Task instructions: Pictures stay out; everything else in the listing below is to be restated word for word.

Record excerpts:
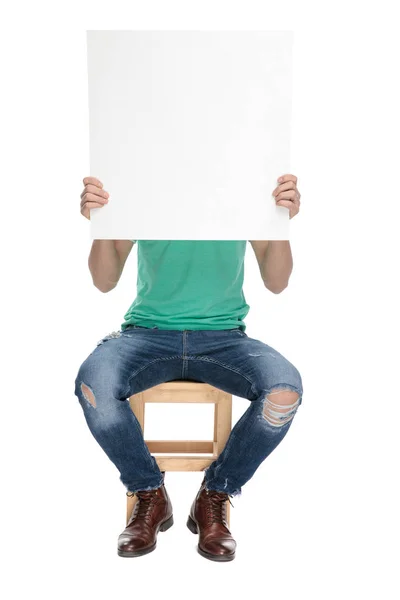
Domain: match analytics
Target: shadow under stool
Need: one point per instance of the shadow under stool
(205, 451)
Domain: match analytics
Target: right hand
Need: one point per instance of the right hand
(93, 195)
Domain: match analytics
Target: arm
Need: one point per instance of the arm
(106, 262)
(275, 256)
(275, 261)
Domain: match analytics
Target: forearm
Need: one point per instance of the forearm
(277, 265)
(105, 264)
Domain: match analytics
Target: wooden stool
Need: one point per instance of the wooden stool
(185, 391)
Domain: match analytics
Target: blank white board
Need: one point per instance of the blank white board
(189, 131)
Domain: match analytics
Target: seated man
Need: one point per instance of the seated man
(187, 322)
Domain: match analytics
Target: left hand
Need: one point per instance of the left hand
(287, 194)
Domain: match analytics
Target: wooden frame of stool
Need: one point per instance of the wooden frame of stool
(175, 459)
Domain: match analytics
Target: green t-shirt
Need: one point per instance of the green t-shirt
(189, 285)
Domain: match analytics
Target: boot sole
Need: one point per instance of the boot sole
(163, 527)
(192, 525)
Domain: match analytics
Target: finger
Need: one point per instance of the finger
(287, 177)
(289, 195)
(289, 185)
(285, 203)
(96, 191)
(93, 198)
(93, 181)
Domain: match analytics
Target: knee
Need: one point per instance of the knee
(95, 382)
(280, 406)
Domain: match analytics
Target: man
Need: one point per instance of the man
(187, 322)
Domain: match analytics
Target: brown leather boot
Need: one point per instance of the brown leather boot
(152, 513)
(208, 518)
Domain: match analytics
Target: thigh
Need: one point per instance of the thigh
(127, 362)
(239, 364)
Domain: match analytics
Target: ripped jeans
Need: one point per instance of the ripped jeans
(127, 362)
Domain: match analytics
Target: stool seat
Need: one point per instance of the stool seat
(205, 451)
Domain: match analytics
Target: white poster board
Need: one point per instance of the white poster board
(189, 131)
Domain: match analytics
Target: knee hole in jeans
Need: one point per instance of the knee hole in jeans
(282, 409)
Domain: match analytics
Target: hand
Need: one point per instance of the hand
(287, 194)
(93, 195)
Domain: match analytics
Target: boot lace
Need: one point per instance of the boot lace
(146, 500)
(216, 507)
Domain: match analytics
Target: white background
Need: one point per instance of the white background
(188, 130)
(320, 518)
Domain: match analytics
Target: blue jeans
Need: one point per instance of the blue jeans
(130, 361)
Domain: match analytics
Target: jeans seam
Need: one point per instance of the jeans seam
(220, 364)
(146, 367)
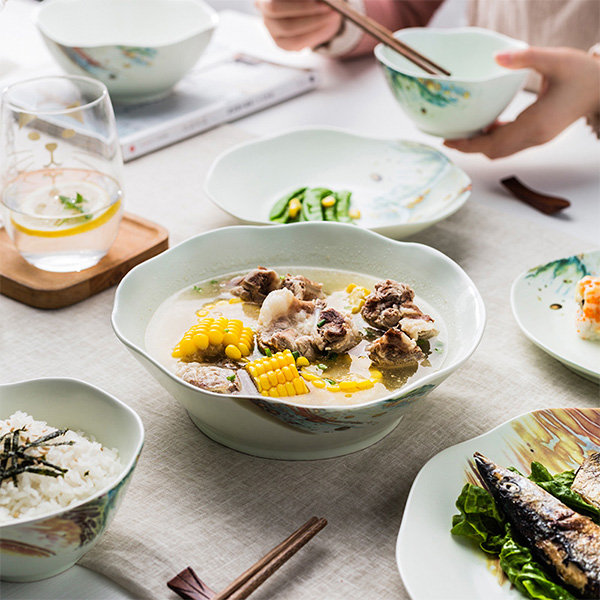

Answer to this task:
Domain: match analytics
Target: shadow under stool
Need: one point per instance of the shadow under stool
(205, 451)
Domain: match analytics
Target: right hand
Need: one point per instance of the right hand
(93, 195)
Domain: match analytics
Target: arm
Need: one point per instance of the arm
(106, 262)
(275, 256)
(275, 261)
Domain: match analytics
Target: forearm
Need: one point per instance of the forearm
(277, 265)
(105, 264)
Domain: match analytics
Target: wooden stool
Need: one point per instance of the wooden stool
(185, 391)
Domain: match analytics
Target: blank white board
Need: one point per instance of the blank white board
(189, 131)
Domain: match analytics
Target: seated man
Need: one point per instance of the seated man
(187, 322)
Domain: match analytics
Target: left hand
Need: one point per instance of the left hand
(287, 194)
Domain: match analytics
Target: wooden frame of stool
Need: one point per instance of the wooden frame of stool
(175, 459)
Domain: match analytics
Target: green t-shirt
Need: one point per instance of the green t-shirt
(189, 285)
Domain: match analytics
Target: boot sole
Need: one point per instance of the boot sole
(163, 527)
(192, 525)
Domain: match analytics
Target: finger
Need: one point per instance of the finger
(287, 177)
(289, 195)
(289, 185)
(285, 203)
(96, 191)
(93, 198)
(93, 181)
Domain: match analytics
Target: knee
Need: one point per instance of the knee
(95, 382)
(280, 406)
Domain: match analytics
Target: man
Need: one point per instance of the man
(187, 322)
Domain: match analytics
Target: brown leather boot
Need: one point per instance of the brown leather boot
(152, 513)
(208, 518)
Domain: match analytics
Target: thigh
Need: one point per instance of the thigh
(127, 362)
(239, 364)
Domain: match analytics
Target: ripped jeans
Need: one point per instance of the ripped jeans
(127, 362)
Domain: match analytics
Target: stool seat
Need: one point per instance of the stool seat
(205, 451)
Domain: match analytics
Target: white poster board
Need: one point per instance of the white poster board
(189, 131)
Domain: match analytics
Target: knee hole in jeans
Need: one point per instance of the knee hole in jeans
(282, 409)
Domain: match analytics
Target: hand
Need: one point per instance of the hand
(287, 194)
(93, 195)
Domain: match analytics
Target: boot lace
Need: one point per instance of the boot lace
(146, 500)
(216, 507)
Domain: match analytics
Target: white background
Need: one point per instance of the white background
(188, 130)
(320, 518)
Domain: match analytics
Target: blue jeans
Need: one point per instance of the blue jeans
(130, 361)
Domain: match analytics
Target: jeans seam
Need: one point per instance of the jeans seam
(220, 364)
(146, 367)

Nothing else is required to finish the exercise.